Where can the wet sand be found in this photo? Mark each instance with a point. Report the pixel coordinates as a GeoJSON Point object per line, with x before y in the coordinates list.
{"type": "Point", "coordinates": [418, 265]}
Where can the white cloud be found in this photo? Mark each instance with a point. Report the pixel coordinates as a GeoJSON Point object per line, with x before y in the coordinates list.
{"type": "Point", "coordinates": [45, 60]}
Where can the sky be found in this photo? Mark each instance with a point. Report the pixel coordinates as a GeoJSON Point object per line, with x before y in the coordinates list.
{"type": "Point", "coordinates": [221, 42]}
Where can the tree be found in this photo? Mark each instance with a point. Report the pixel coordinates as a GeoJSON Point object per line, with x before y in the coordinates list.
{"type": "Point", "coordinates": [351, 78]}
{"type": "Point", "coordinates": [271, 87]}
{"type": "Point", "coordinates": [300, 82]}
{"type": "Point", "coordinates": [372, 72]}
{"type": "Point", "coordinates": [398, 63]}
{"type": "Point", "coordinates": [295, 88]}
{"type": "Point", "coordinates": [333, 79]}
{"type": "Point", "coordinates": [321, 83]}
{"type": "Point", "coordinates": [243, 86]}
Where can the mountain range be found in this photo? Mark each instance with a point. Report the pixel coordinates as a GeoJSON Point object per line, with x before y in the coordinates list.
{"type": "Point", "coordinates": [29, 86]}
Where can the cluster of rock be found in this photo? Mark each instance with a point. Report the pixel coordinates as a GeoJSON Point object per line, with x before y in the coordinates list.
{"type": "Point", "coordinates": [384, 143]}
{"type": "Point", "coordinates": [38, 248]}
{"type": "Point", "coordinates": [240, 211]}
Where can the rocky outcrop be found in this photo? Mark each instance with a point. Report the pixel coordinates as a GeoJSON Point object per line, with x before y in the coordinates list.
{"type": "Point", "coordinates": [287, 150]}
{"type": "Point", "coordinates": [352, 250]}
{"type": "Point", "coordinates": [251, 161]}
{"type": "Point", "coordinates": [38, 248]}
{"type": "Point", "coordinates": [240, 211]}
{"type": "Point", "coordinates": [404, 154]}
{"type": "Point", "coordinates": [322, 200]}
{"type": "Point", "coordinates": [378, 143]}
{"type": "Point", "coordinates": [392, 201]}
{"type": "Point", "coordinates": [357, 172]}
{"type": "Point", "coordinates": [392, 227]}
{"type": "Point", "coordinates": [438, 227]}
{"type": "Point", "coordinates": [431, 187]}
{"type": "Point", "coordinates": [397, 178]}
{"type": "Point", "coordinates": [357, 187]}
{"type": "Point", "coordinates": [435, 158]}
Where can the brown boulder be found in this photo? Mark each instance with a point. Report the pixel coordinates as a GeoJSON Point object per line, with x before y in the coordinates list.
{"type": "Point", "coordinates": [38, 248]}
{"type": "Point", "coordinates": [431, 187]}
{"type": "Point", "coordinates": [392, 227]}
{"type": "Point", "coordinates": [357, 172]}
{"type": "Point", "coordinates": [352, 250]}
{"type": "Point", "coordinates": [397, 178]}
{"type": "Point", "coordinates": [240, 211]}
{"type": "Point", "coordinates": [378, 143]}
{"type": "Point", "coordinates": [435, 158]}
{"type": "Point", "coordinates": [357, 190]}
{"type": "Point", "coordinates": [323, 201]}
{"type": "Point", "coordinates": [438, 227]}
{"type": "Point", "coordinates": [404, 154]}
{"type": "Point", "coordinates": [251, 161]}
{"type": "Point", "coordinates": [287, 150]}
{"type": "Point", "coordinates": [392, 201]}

## Written problem
Return every line of the rows above as a JSON array of strings, one string per line, leaving out blank lines.

## Output
[
  "Where can the wet sand be found in this photo? Mark each instance with a point. Report the pixel coordinates as a GeoJSON Point object per line, with x before y in the coordinates list.",
  "{\"type\": \"Point\", \"coordinates\": [418, 265]}",
  "Where can the white cloud be found in this photo? Mark each instance with a point. Report the pixel coordinates as a GeoJSON Point object per line, with x before y in the coordinates list.",
  "{\"type\": \"Point\", \"coordinates\": [45, 60]}",
  "Where can the sky be found in this photo? Mark each instance with a point. Report the pixel coordinates as a GeoJSON Point object per line, with x before y in the coordinates list.",
  "{\"type\": \"Point\", \"coordinates\": [221, 42]}",
  "Where can the tree be found in this photo? Mark each instance with a point. Report the pixel coordinates as a GeoJSON Point object per line, with x before y in the coordinates list.",
  "{\"type\": \"Point\", \"coordinates\": [351, 78]}",
  "{\"type\": \"Point\", \"coordinates\": [271, 87]}",
  "{\"type\": \"Point\", \"coordinates\": [300, 82]}",
  "{\"type\": \"Point\", \"coordinates\": [372, 72]}",
  "{\"type\": \"Point\", \"coordinates\": [398, 63]}",
  "{\"type\": \"Point\", \"coordinates\": [295, 88]}",
  "{\"type\": \"Point\", \"coordinates\": [333, 79]}",
  "{\"type\": \"Point\", \"coordinates\": [321, 83]}",
  "{\"type\": \"Point\", \"coordinates\": [243, 86]}",
  "Where can the mountain range be found in this photo? Mark each instance with a point. Report the pixel coordinates as a GeoJSON Point object per line, with x before y in the coordinates list.",
  "{\"type\": \"Point\", \"coordinates\": [29, 86]}",
  "Where can the cluster of rock be found in this photo? Mark each instance with a point. Report the pixel coordinates as a GeoJSON Point object per line, with x before y in the coordinates list.",
  "{\"type\": \"Point\", \"coordinates\": [384, 143]}",
  "{\"type\": \"Point\", \"coordinates\": [38, 248]}",
  "{\"type\": \"Point\", \"coordinates\": [240, 211]}",
  "Where can the rocky outcrop be found in this photo? Mark each instance with a point. Report the pixel coordinates as a GeoJSON Point object per line, with x before y in the coordinates list.",
  "{\"type\": \"Point\", \"coordinates\": [287, 150]}",
  "{\"type\": \"Point\", \"coordinates\": [352, 250]}",
  "{\"type\": \"Point\", \"coordinates\": [251, 161]}",
  "{\"type\": \"Point\", \"coordinates\": [38, 248]}",
  "{\"type\": \"Point\", \"coordinates\": [240, 211]}",
  "{\"type\": \"Point\", \"coordinates\": [404, 154]}",
  "{\"type\": \"Point\", \"coordinates\": [322, 200]}",
  "{\"type\": \"Point\", \"coordinates\": [378, 143]}",
  "{\"type\": \"Point\", \"coordinates\": [392, 201]}",
  "{\"type\": \"Point\", \"coordinates\": [357, 172]}",
  "{\"type\": \"Point\", \"coordinates\": [392, 227]}",
  "{\"type\": \"Point\", \"coordinates\": [438, 227]}",
  "{\"type\": \"Point\", \"coordinates\": [431, 187]}",
  "{\"type\": \"Point\", \"coordinates\": [397, 178]}",
  "{\"type\": \"Point\", \"coordinates\": [357, 187]}",
  "{\"type\": \"Point\", \"coordinates\": [435, 158]}",
  "Where can the brown boulder be found in this photo? Mark each instance with a point. Report the pixel coordinates as a GeoJSON Point object per line, with x before y in the coordinates list.",
  "{\"type\": \"Point\", \"coordinates\": [38, 248]}",
  "{\"type\": \"Point\", \"coordinates\": [431, 187]}",
  "{\"type\": \"Point\", \"coordinates\": [392, 227]}",
  "{\"type\": \"Point\", \"coordinates\": [357, 172]}",
  "{\"type\": \"Point\", \"coordinates\": [352, 250]}",
  "{\"type\": \"Point\", \"coordinates\": [397, 178]}",
  "{\"type\": \"Point\", \"coordinates\": [240, 211]}",
  "{\"type\": \"Point\", \"coordinates\": [378, 143]}",
  "{\"type\": \"Point\", \"coordinates\": [435, 158]}",
  "{\"type\": \"Point\", \"coordinates\": [357, 190]}",
  "{\"type\": \"Point\", \"coordinates\": [323, 201]}",
  "{\"type\": \"Point\", \"coordinates\": [438, 227]}",
  "{\"type\": \"Point\", \"coordinates\": [404, 154]}",
  "{\"type\": \"Point\", \"coordinates\": [251, 161]}",
  "{\"type\": \"Point\", \"coordinates\": [287, 150]}",
  "{\"type\": \"Point\", \"coordinates\": [392, 201]}"
]